[Task prompt] Look below for the line containing "just looking for the black"; from there through the line containing "just looking for the stair", both lines included, please set down each line exactly and nothing else.

[Records to process]
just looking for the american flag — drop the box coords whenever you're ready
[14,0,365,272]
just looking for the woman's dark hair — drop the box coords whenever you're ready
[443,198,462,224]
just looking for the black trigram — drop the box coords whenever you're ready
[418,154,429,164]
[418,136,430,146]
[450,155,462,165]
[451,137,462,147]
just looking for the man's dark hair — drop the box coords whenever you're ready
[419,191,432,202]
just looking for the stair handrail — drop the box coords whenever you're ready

---

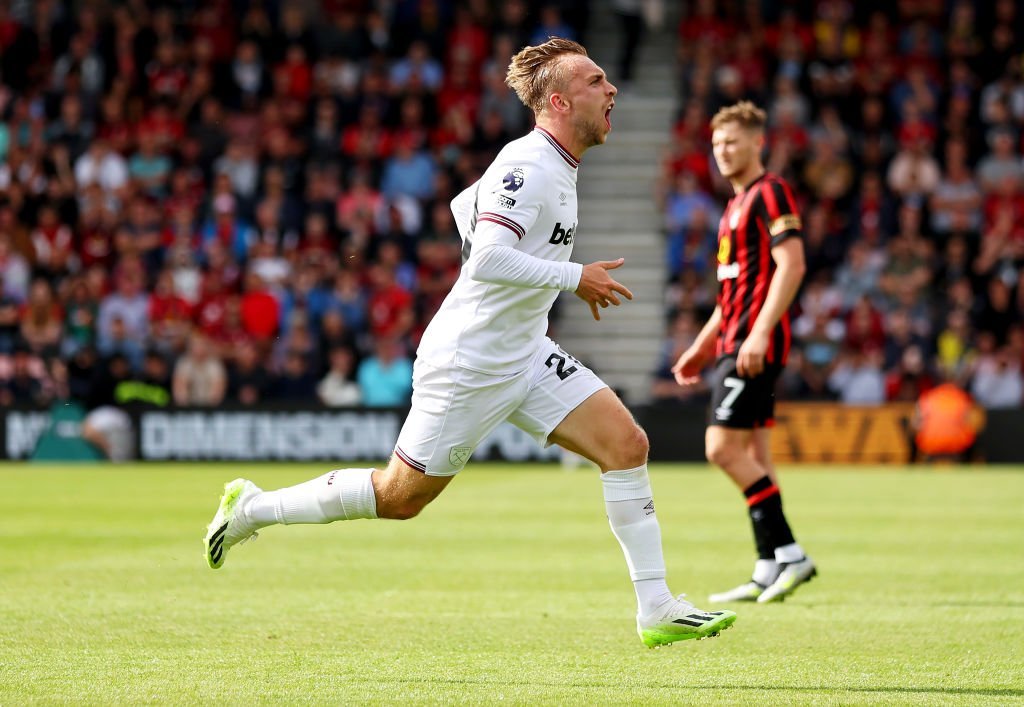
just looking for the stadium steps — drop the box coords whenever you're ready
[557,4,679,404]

[Expected output]
just looking for the black trigram — drop the box coords whenever you're ready
[418,154,429,164]
[418,136,430,146]
[450,155,462,165]
[451,137,462,147]
just looking for the man's dark hair — drop the box coords whenever you're ready
[419,191,432,202]
just looking for the stair handrail — drop the box coords whenever you're ready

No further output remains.